▸ WRITTEN PROBLEM 1:
From the interview transcript, print the part between "H. WILSON: Well, we" and "to the Congress.", inclusive.
▸ WRITTEN PROBLEM 2:
Answer these questions from the interview transcript:
(a) What committee does Heather Wilson serve on?
(b) By the interviewer's count, how many House Republicans signed the letter sent to President Bush?
(c) How many divisions did the Army have before and after the cuts of the 1990s?

═════ GIVEN PASSAGE ═════

One member of the House who believes our military may be stretched a bit too then, is Representative Heather Wilson, a Republican from New Mexico who joins us from studios in Albuquerque.
Thanks for being with us.
REP. HEATHER WILSON R, NEW MEXICO: It's good to be with you Brian.
B. WILSON: I want to point out this. You know a lot about this because you serve on the Armed Services Committee. You also served in the Air Force. You are a Rhodes scholar, so we hope that you can help us get some answers here. What are you concerned about most?
H. WILSON: I'm most concerned about burning out the Guard and Reserve. We're using our Guard and Reserve units at a much higher level than since the Vietnam War (search). And they are actually going to increase the percentage of forces that are Guard and Reserve in Iraq. So I'm worried that we may see an exodus of mid level people from the Guard and Reserve. And that would be devastating to our military.
B. WILSON: Well, you are back there in your home district right now. What are -- are you hearing about this issue from people who are going through it right now?
H. WILSON: Well, I do. I hear about it from families of Guard and Reserve members. And New Mexico has always served disproportionate to our size. We have lot of folks that are veterans here, and a lot of folks who are concerned about the military. And I -- you know, the military ended the last fiscal year 28,000 people more than they are actually authorized. I think we are going to have to increase in strength in the military and recruit some of the divisions we disbanded in the 1990s.
B. WILSON: So, you were among those that signed on to the letter sent to President Bush by my count 77 House Republicans and 52 House Democrats, suggesting that the -- perhaps the base size of the United States military -- specifically you want to talk about the Army, may be need to be expanded. Tell me about that.
H. WILSON: Well, Jim Cooper of Tennessee -- a Democrat from Tennessee and I actually organized that letter. And I think we were both surprised that the number of members of Congress that are concerned about this. And I think we are all seeing the same thing. The Army went from 18 divisions down to 10 in the 1990s. And we have not increased the size of the military at all since the war on terrorism began. And this is a long- term thing. This is not going to be a crisis that we can surge from and then recover. We need to be able to sustain the war on terrorism over the long term.
B. WILSON: Well, now when you hear Rumsfeld talk about this, today he said they are looking at it, if they make the recommendations, we will go to Congress. But he has a lot to say about how those recommendations come down. And he has been on record as saying perhaps we don't need a larger military, what we probably need is to use the military we have more effectively. What say you?
H. WILSON: Well, we need to plan and we need to -- you know, there's been talk about some positions we could turn from military into civilian. That still has a budget impact. You still have to pay for the people. And you can't take a mid level guy who has been an admin. officer and make him a security policeman overnight. There has to be a plan for relief. And I think many members of Congress believe we have to address this in this next fiscal year in the budget that we will be working on when we go back to the Congress.

═════ MATERIAL SHOWN ═════

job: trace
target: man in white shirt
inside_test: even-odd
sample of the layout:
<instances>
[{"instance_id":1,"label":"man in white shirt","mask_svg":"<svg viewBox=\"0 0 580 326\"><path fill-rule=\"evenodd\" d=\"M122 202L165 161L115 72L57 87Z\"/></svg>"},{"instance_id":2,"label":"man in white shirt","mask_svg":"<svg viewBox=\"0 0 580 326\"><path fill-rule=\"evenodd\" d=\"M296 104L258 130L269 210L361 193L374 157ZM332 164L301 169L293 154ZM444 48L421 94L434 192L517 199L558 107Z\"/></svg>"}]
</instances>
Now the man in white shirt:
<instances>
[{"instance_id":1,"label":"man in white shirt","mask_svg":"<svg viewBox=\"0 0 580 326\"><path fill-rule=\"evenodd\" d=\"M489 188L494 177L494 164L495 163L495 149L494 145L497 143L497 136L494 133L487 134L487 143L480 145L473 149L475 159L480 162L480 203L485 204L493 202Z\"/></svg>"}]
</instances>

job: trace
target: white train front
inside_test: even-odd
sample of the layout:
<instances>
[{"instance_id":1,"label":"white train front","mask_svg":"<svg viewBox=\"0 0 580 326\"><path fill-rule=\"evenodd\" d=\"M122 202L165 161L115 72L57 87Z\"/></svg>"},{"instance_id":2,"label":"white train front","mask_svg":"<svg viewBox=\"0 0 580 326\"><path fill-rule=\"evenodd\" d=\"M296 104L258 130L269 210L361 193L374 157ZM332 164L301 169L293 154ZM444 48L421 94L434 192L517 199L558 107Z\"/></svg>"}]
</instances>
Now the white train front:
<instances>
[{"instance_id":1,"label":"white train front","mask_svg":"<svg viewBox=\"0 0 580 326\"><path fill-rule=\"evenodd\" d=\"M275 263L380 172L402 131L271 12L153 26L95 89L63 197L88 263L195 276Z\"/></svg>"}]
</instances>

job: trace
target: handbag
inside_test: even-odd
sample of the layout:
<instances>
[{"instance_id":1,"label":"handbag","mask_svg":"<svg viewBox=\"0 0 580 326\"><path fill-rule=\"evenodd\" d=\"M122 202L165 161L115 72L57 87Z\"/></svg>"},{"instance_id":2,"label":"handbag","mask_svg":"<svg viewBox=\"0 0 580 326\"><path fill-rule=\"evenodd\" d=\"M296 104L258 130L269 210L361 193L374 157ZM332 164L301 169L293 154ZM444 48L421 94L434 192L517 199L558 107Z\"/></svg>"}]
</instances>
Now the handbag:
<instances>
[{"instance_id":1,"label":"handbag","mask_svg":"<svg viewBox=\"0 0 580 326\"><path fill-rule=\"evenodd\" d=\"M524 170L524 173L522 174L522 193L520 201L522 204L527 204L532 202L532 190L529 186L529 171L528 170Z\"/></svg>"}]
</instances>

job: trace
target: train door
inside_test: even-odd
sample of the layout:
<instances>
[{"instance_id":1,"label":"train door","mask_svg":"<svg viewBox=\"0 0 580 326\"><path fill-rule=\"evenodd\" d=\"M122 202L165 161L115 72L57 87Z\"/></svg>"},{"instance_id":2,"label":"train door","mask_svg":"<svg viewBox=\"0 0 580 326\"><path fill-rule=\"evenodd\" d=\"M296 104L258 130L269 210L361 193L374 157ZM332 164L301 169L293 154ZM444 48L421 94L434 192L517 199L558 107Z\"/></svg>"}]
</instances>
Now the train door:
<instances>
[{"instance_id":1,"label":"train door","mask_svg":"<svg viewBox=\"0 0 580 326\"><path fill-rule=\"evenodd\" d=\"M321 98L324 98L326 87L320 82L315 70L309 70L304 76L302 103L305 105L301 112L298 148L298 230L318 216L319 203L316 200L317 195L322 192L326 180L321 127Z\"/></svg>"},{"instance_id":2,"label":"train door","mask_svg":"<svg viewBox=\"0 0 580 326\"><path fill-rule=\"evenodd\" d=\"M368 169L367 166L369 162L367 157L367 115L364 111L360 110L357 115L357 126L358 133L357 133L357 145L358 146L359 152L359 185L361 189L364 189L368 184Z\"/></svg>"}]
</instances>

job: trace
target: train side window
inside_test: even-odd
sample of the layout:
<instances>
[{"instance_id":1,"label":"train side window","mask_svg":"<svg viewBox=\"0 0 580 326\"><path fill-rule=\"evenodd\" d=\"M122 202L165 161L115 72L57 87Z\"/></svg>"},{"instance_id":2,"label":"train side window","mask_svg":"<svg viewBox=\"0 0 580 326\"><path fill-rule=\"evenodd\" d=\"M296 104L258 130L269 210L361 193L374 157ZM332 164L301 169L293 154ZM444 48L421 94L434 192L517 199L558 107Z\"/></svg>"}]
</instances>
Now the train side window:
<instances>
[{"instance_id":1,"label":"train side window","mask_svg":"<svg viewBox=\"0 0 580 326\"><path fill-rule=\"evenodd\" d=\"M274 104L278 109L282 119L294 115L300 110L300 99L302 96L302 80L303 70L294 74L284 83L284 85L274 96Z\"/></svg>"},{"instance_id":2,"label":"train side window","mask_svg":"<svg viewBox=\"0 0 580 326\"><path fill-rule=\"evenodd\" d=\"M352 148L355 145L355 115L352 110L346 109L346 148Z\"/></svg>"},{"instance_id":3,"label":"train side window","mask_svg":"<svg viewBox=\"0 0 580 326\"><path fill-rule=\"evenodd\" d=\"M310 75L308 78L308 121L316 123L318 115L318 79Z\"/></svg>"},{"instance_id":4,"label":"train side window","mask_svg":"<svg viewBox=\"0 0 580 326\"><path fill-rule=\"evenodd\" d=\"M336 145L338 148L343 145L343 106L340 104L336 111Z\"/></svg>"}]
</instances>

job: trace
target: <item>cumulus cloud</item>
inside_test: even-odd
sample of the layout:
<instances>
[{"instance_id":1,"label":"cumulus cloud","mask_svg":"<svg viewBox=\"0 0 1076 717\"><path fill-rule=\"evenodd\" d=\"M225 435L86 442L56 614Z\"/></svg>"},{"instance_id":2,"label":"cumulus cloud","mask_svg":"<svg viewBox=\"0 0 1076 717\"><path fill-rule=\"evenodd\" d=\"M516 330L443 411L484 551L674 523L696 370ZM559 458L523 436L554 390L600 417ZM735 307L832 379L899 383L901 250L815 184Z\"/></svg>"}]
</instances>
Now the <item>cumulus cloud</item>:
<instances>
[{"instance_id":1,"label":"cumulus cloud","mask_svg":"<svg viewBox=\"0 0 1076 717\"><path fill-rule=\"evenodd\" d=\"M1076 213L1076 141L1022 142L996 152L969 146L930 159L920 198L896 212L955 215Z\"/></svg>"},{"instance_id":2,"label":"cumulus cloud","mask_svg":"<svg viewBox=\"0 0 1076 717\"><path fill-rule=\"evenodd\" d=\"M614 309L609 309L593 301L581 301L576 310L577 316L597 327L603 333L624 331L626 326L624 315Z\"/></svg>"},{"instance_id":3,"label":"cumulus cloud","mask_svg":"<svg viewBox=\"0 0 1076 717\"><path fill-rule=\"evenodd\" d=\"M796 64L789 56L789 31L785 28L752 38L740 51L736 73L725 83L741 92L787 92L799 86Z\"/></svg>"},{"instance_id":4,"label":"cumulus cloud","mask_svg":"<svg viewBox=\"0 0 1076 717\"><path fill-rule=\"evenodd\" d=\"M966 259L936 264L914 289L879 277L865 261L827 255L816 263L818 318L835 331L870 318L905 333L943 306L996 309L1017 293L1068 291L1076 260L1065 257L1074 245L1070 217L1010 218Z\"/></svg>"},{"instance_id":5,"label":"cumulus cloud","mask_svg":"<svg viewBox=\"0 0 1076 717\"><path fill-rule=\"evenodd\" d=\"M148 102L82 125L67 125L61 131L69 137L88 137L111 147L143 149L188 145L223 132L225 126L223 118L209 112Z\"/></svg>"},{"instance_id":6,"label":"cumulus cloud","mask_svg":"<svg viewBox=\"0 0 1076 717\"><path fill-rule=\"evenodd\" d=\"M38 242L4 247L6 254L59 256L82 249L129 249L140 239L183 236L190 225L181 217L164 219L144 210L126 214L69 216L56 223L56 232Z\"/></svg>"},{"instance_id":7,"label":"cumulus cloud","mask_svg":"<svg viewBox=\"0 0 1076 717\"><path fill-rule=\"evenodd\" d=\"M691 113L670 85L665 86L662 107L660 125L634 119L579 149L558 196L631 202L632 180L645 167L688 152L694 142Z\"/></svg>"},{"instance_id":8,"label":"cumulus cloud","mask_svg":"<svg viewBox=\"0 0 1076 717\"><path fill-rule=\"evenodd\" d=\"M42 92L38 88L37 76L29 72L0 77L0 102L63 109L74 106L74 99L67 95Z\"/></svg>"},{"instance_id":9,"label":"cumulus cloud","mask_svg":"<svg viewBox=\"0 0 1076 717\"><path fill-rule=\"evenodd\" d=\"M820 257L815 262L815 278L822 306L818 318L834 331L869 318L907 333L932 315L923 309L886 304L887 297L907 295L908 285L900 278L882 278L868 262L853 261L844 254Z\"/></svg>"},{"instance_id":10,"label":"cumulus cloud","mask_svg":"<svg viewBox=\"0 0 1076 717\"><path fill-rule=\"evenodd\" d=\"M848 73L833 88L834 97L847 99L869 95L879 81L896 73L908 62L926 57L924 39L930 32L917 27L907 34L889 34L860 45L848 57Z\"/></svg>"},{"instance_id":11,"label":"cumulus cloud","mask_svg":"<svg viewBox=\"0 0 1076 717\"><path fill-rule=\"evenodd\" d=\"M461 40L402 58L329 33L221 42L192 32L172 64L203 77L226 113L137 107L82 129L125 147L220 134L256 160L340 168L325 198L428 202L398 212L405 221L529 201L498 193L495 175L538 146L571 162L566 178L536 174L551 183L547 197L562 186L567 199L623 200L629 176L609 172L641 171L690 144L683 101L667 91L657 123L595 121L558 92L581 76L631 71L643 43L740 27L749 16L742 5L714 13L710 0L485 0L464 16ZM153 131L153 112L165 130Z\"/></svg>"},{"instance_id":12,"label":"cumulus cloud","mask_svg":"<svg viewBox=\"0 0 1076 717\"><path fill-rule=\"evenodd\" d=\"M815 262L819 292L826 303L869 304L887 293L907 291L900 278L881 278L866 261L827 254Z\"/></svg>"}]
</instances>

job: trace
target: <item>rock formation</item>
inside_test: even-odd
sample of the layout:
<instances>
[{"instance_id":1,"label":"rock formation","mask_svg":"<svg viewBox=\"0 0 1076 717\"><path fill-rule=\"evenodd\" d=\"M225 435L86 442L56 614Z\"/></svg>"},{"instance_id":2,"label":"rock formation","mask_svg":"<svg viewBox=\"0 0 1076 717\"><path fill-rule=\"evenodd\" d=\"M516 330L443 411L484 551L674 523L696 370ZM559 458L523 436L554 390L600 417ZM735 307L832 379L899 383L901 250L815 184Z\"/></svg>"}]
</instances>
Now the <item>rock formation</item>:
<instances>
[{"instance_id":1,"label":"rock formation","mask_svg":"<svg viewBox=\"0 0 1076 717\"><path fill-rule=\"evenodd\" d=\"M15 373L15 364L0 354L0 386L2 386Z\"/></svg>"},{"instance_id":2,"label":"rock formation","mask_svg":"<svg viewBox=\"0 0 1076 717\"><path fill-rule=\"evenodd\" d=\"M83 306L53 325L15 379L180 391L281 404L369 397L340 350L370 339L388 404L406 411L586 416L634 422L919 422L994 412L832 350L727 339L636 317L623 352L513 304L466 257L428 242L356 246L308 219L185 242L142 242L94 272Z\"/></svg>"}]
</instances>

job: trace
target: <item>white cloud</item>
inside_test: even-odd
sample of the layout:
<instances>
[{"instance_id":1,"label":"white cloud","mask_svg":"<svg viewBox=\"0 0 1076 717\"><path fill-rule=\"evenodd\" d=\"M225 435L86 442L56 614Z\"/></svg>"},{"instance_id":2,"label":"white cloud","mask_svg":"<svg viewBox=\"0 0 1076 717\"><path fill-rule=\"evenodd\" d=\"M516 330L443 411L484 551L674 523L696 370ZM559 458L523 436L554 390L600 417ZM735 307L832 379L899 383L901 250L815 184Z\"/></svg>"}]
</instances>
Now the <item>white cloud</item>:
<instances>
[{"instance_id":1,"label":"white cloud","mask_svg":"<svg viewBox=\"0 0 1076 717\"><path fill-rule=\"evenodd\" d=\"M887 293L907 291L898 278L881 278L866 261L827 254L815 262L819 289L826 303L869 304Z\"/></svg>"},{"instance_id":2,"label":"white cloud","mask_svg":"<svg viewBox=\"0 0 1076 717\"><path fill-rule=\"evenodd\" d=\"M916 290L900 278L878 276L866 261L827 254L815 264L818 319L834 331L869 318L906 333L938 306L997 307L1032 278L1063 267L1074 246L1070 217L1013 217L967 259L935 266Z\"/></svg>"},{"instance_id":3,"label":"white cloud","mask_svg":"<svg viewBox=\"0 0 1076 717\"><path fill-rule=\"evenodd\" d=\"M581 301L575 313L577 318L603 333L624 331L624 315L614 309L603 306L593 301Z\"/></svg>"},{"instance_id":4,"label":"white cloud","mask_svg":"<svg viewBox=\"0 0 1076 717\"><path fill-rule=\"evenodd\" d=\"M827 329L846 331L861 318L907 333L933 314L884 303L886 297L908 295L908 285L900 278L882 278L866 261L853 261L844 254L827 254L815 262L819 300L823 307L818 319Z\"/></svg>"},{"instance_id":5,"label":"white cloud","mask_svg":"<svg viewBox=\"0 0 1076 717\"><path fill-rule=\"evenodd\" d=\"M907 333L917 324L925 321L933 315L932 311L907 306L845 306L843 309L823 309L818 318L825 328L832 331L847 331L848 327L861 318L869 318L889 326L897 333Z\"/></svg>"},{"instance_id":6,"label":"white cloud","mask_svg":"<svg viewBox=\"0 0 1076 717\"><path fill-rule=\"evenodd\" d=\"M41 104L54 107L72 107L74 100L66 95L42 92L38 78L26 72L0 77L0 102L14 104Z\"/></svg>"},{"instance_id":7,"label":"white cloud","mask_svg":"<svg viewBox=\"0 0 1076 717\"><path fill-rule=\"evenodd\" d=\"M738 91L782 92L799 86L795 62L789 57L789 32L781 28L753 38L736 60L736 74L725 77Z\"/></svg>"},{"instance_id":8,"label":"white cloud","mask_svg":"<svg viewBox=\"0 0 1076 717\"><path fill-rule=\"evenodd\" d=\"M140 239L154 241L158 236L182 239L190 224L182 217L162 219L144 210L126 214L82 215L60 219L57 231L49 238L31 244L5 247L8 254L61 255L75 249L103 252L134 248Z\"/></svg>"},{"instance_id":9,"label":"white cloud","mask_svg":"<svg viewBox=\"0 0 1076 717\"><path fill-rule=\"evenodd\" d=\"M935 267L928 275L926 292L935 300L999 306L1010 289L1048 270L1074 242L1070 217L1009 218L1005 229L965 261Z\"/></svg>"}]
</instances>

═════

▸ TASK ANSWER 1:
H. WILSON: Well, we need to plan and we need to -- you know, there's been talk about some positions we could turn from military into civilian. That still has a budget impact. You still have to pay for the people. And you can't take a mid level guy who has been an admin. officer and make him a security policeman overnight. There has to be a plan for relief. And I think many members of Congress believe we have to address this in this next fiscal year in the budget that we will be working on when we go back to the Congress.

▸ TASK ANSWER 2:
(a) The Armed Services Committee.
(b) 77.
(c) The Army went from 18 divisions down to 10.